>> begin SUPPLIED DATA

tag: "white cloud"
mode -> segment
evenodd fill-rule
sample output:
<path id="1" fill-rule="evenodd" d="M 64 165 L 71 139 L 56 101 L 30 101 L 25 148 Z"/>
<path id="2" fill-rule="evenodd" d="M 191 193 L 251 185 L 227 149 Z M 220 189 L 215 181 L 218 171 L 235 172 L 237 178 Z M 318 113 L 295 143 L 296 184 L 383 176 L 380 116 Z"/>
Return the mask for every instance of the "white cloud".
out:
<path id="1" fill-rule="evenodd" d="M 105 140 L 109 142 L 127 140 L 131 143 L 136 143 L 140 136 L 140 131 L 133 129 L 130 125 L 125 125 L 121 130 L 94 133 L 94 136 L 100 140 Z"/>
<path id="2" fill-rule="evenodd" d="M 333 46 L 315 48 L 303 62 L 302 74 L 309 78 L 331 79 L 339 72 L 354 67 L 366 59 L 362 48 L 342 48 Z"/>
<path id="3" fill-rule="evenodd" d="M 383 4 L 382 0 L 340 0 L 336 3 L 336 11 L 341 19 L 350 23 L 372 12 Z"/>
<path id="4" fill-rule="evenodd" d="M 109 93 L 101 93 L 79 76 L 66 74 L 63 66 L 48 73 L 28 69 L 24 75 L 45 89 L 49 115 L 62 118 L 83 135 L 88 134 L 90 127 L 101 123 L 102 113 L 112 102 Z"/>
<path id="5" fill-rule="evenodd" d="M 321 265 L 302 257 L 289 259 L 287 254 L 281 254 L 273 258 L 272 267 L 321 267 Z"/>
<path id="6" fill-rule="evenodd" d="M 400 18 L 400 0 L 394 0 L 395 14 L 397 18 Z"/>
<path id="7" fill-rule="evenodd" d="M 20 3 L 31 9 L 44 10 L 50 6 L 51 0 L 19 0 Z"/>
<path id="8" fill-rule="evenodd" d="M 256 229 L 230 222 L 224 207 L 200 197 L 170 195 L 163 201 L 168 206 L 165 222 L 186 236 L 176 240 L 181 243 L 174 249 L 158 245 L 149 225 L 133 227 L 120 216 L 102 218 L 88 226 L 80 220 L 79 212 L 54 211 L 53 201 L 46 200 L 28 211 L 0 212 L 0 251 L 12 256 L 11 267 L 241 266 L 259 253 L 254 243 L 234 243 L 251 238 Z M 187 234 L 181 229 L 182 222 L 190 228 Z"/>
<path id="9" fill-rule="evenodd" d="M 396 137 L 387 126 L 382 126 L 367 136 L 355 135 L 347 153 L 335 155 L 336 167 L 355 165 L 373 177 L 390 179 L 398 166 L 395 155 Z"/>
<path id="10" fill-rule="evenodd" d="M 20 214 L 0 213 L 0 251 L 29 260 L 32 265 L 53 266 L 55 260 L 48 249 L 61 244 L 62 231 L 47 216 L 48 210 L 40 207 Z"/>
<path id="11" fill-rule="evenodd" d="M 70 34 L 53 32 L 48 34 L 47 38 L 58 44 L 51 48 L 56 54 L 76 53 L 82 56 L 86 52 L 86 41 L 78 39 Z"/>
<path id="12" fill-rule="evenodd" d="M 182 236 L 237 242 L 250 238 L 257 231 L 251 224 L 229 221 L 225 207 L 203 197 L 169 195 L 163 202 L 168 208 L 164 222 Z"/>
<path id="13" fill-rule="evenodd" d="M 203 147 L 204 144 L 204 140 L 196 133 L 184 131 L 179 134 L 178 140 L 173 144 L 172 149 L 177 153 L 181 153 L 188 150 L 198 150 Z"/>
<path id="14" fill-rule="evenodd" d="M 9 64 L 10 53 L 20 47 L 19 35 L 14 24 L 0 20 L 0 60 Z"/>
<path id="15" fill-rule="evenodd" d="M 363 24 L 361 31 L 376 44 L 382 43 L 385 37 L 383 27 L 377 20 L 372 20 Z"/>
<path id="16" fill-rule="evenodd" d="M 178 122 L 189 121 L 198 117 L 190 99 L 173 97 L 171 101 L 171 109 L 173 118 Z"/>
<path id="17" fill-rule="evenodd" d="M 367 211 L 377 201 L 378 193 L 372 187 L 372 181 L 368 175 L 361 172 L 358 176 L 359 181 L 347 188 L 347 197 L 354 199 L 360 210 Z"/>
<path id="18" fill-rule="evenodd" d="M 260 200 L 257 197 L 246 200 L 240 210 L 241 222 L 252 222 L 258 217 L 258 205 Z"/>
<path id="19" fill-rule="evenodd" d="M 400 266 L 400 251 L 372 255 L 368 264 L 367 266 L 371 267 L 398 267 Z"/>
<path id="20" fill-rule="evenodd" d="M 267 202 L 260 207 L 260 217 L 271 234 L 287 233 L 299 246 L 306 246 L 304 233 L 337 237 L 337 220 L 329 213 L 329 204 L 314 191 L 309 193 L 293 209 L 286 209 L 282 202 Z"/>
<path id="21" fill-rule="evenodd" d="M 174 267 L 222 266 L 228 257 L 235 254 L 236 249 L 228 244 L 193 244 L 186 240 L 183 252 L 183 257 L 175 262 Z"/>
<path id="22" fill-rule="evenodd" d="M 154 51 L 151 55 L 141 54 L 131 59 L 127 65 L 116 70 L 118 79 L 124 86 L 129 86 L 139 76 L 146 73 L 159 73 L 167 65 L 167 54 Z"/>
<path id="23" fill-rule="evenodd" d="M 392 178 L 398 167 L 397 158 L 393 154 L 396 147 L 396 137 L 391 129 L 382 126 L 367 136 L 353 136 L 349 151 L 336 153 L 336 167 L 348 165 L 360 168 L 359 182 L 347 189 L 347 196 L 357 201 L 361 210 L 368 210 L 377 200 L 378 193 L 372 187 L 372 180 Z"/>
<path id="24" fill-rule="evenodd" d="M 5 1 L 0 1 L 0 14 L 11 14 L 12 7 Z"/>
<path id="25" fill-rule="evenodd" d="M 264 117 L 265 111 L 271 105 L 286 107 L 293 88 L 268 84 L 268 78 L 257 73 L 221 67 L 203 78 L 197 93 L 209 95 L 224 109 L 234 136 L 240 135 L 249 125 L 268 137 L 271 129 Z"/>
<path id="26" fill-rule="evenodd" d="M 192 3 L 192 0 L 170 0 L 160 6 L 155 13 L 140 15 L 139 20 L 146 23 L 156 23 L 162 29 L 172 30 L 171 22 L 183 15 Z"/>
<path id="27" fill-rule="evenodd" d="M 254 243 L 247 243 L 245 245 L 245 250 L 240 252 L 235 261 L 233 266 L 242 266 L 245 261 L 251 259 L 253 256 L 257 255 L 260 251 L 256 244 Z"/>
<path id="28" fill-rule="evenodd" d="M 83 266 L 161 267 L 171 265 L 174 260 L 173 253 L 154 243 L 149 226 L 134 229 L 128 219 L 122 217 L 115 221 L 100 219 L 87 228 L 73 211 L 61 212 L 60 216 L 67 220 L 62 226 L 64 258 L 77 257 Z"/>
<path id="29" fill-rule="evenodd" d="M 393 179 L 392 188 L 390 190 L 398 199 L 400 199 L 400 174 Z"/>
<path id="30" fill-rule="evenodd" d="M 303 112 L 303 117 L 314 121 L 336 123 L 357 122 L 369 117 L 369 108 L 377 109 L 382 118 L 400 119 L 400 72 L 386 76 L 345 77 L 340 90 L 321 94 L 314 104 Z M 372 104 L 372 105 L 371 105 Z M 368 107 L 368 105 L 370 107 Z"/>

>> end SUPPLIED DATA

Rewrite the records above, replacing every occurrence of "white cloud" with "storm cloud" and leaving the rest unchanged.

tag: "storm cloud"
mode -> segment
evenodd fill-rule
sample output:
<path id="1" fill-rule="evenodd" d="M 64 165 L 71 139 L 56 101 L 30 101 L 25 148 Z"/>
<path id="2" fill-rule="evenodd" d="M 191 193 L 251 185 L 227 149 Z M 220 189 L 215 181 L 218 171 L 235 172 L 237 178 Z M 318 113 L 295 143 L 296 184 L 383 176 L 380 116 Z"/>
Return the mask for every instance of the "storm cloud".
out:
<path id="1" fill-rule="evenodd" d="M 105 140 L 109 142 L 127 140 L 131 143 L 136 143 L 140 136 L 140 131 L 133 129 L 130 125 L 125 125 L 121 130 L 94 133 L 94 136 L 100 140 Z"/>
<path id="2" fill-rule="evenodd" d="M 333 46 L 315 48 L 303 62 L 302 74 L 309 78 L 331 79 L 339 72 L 354 67 L 366 59 L 362 48 L 342 48 Z"/>
<path id="3" fill-rule="evenodd" d="M 383 4 L 382 0 L 340 0 L 336 3 L 336 11 L 341 19 L 350 23 L 372 12 Z"/>
<path id="4" fill-rule="evenodd" d="M 109 93 L 101 93 L 79 76 L 66 74 L 63 66 L 48 73 L 28 69 L 24 75 L 45 89 L 49 115 L 62 118 L 83 135 L 88 134 L 90 127 L 101 123 L 102 113 L 112 102 Z"/>
<path id="5" fill-rule="evenodd" d="M 321 265 L 302 257 L 289 259 L 287 254 L 281 254 L 273 258 L 272 267 L 321 267 Z"/>
<path id="6" fill-rule="evenodd" d="M 400 18 L 400 0 L 394 0 L 395 14 L 397 18 Z"/>
<path id="7" fill-rule="evenodd" d="M 20 3 L 31 9 L 44 10 L 50 6 L 51 0 L 19 0 Z"/>
<path id="8" fill-rule="evenodd" d="M 256 229 L 230 222 L 224 207 L 200 197 L 170 195 L 163 201 L 168 206 L 165 222 L 186 236 L 176 240 L 181 243 L 174 249 L 158 245 L 149 225 L 133 227 L 120 216 L 102 218 L 88 226 L 80 220 L 79 212 L 54 211 L 53 201 L 46 200 L 28 211 L 0 212 L 0 251 L 12 256 L 11 267 L 241 266 L 259 253 L 254 243 L 234 243 L 251 238 Z M 187 234 L 181 229 L 182 222 L 190 228 Z"/>
<path id="9" fill-rule="evenodd" d="M 396 137 L 387 126 L 382 126 L 367 136 L 355 135 L 347 153 L 335 155 L 336 167 L 355 165 L 373 177 L 390 179 L 398 166 L 395 155 Z"/>
<path id="10" fill-rule="evenodd" d="M 20 214 L 0 213 L 0 251 L 29 260 L 32 265 L 53 266 L 55 260 L 48 249 L 61 244 L 62 231 L 47 216 L 48 210 L 40 207 Z"/>
<path id="11" fill-rule="evenodd" d="M 70 34 L 53 32 L 48 34 L 47 38 L 58 44 L 51 48 L 56 54 L 76 53 L 82 56 L 86 52 L 86 41 L 78 39 Z"/>
<path id="12" fill-rule="evenodd" d="M 182 236 L 237 242 L 250 238 L 257 231 L 251 224 L 229 221 L 225 207 L 203 197 L 169 195 L 163 202 L 168 208 L 164 222 Z"/>
<path id="13" fill-rule="evenodd" d="M 203 147 L 204 144 L 204 140 L 196 133 L 184 131 L 179 134 L 178 140 L 173 144 L 172 149 L 177 153 L 181 153 L 188 150 L 198 150 Z"/>
<path id="14" fill-rule="evenodd" d="M 9 64 L 10 53 L 20 47 L 19 35 L 14 24 L 0 20 L 0 60 Z"/>
<path id="15" fill-rule="evenodd" d="M 363 24 L 361 31 L 376 44 L 382 43 L 385 37 L 383 27 L 377 20 L 372 20 Z"/>
<path id="16" fill-rule="evenodd" d="M 178 122 L 189 121 L 198 117 L 190 99 L 173 97 L 171 101 L 171 109 L 173 118 Z"/>
<path id="17" fill-rule="evenodd" d="M 367 211 L 377 201 L 378 193 L 372 187 L 372 181 L 368 175 L 361 172 L 358 176 L 359 181 L 347 188 L 347 197 L 354 199 L 360 210 Z"/>
<path id="18" fill-rule="evenodd" d="M 260 200 L 257 197 L 246 200 L 240 210 L 241 222 L 252 222 L 258 217 L 258 205 Z"/>
<path id="19" fill-rule="evenodd" d="M 400 266 L 400 251 L 372 255 L 368 264 L 367 266 L 371 267 L 398 267 Z"/>
<path id="20" fill-rule="evenodd" d="M 267 202 L 260 207 L 260 217 L 271 234 L 287 233 L 299 246 L 306 246 L 304 233 L 337 237 L 337 220 L 329 213 L 329 204 L 314 191 L 309 193 L 293 209 L 286 209 L 282 202 Z"/>
<path id="21" fill-rule="evenodd" d="M 174 267 L 222 266 L 228 257 L 235 254 L 236 249 L 228 244 L 193 244 L 186 240 L 183 252 L 183 257 L 175 262 Z"/>
<path id="22" fill-rule="evenodd" d="M 154 51 L 151 55 L 141 54 L 131 59 L 127 65 L 116 70 L 118 79 L 124 86 L 129 86 L 139 76 L 146 73 L 159 73 L 167 65 L 167 54 Z"/>
<path id="23" fill-rule="evenodd" d="M 392 178 L 398 167 L 397 158 L 393 154 L 396 147 L 396 137 L 391 129 L 382 126 L 367 136 L 353 136 L 349 151 L 336 153 L 336 167 L 348 165 L 360 168 L 359 182 L 347 189 L 347 196 L 357 201 L 361 210 L 368 210 L 377 200 L 378 193 L 372 187 L 372 180 Z"/>
<path id="24" fill-rule="evenodd" d="M 5 1 L 0 1 L 0 14 L 11 14 L 12 7 Z"/>
<path id="25" fill-rule="evenodd" d="M 264 117 L 265 111 L 271 105 L 286 107 L 293 88 L 268 84 L 268 78 L 257 73 L 221 67 L 203 78 L 197 93 L 209 95 L 224 109 L 234 136 L 240 135 L 249 125 L 268 137 L 271 129 Z"/>
<path id="26" fill-rule="evenodd" d="M 192 3 L 192 0 L 170 0 L 160 6 L 155 13 L 140 15 L 139 20 L 146 23 L 156 23 L 162 29 L 172 30 L 171 22 L 183 15 Z"/>
<path id="27" fill-rule="evenodd" d="M 254 243 L 247 243 L 245 245 L 245 250 L 240 252 L 235 261 L 233 266 L 242 266 L 245 261 L 251 259 L 253 256 L 257 255 L 260 251 L 256 244 Z"/>
<path id="28" fill-rule="evenodd" d="M 83 266 L 161 267 L 171 265 L 174 260 L 173 253 L 154 243 L 149 226 L 134 229 L 128 219 L 122 217 L 115 221 L 100 219 L 87 228 L 73 211 L 61 212 L 60 216 L 67 220 L 62 226 L 64 258 L 77 257 Z"/>
<path id="29" fill-rule="evenodd" d="M 393 179 L 392 188 L 390 190 L 398 199 L 400 199 L 400 174 Z"/>
<path id="30" fill-rule="evenodd" d="M 303 112 L 303 117 L 314 121 L 336 123 L 357 122 L 369 117 L 369 108 L 377 109 L 382 118 L 400 119 L 400 72 L 386 76 L 345 77 L 340 90 L 321 94 L 314 104 Z M 372 104 L 372 105 L 371 105 Z M 368 107 L 368 105 L 370 107 Z"/>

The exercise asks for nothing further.